Given passage –
Mom introduces herself, the ranch, and a little wildlife and lands cooking towards the end of this column, Feb. 6, 1980.

Meanwhile, Back at the Ranch

By Liz Taylor

February 6, 1980

Mouse River Farmers Press, Towner, N.D.

 

                There are two questions this week that need answering. Where do you get the ideas for your column, and who is Liz Taylor? Or, as it is phrased, “who the _____ is Liz Taylor?”

                Liz Taylor is my name, and while I have heard there is someone else by the same name, I have never met her so all I know is “what I read in the papers.” The other Liz Taylor is shorter, darker, more beautiful, more ‘zaftig’, and also considerably more well know than I, but the same age.

                Since this was probably a serious question, I will introduce myself. My name was Elizabeth Dokken (parents, Syvert Dokken and Clara Oium Dokken) until I married Marshall (Bud) Taylor almost 21 years ago. We live on a ranch about 17 miles southeast of Towner and have three children and some cattle and horses. The children’s names, in order of birth, are: Justin (19), now in his second year of college at Concordia College in Moorhead, Minnesota; Tara (12), our only daughter, 7th grade at Towner, and Ryan (9), who is in the 4th grade.

                The cattle are named, rather descriptively, by my husband and I only know a few, “Brockle Face,” “Spotty,” “The Mean Cow,” “The Old Line Back,” and (of course) “The Young Line Back,” “Curly Hair,” “Stubby Tail,” “One Horn,” and those named after previous owners, such as “The Red Hoffart Cow,” and “The Last Haman Cow,” and so on. I could go on for several pages, but generally speaking, they are usually called “the cows” or “the damn cows,” depending on whether or not they are in or out of the pasture or what they are up to at any given moment.

Record set –
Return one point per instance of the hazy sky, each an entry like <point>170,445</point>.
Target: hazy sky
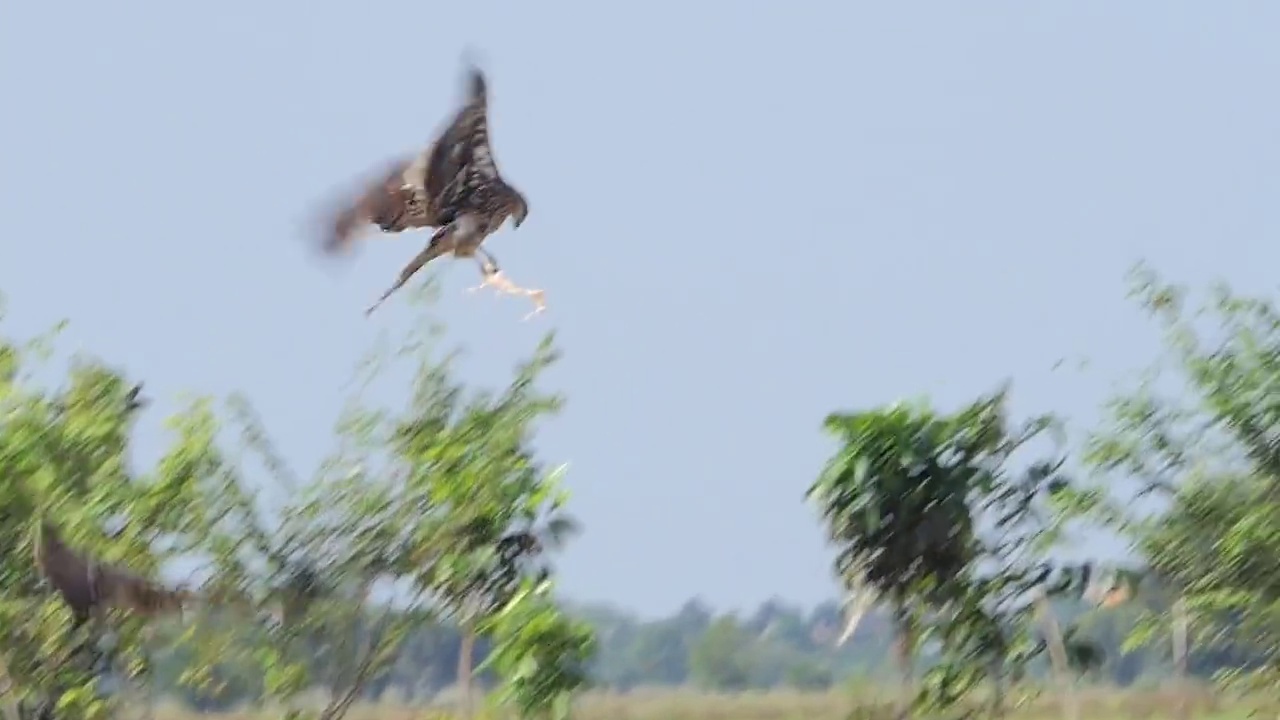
---
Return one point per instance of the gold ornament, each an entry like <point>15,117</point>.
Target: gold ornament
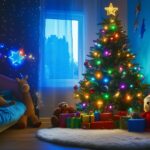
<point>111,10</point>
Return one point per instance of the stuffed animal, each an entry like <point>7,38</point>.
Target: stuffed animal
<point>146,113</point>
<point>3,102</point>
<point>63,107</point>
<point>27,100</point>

Aim of the task – In the column, what decides whether the cattle are called "the cows" or "the damn cows"?

Task response – It depends on whether they are inside or outside the pasture, or on what they are up to at a given moment.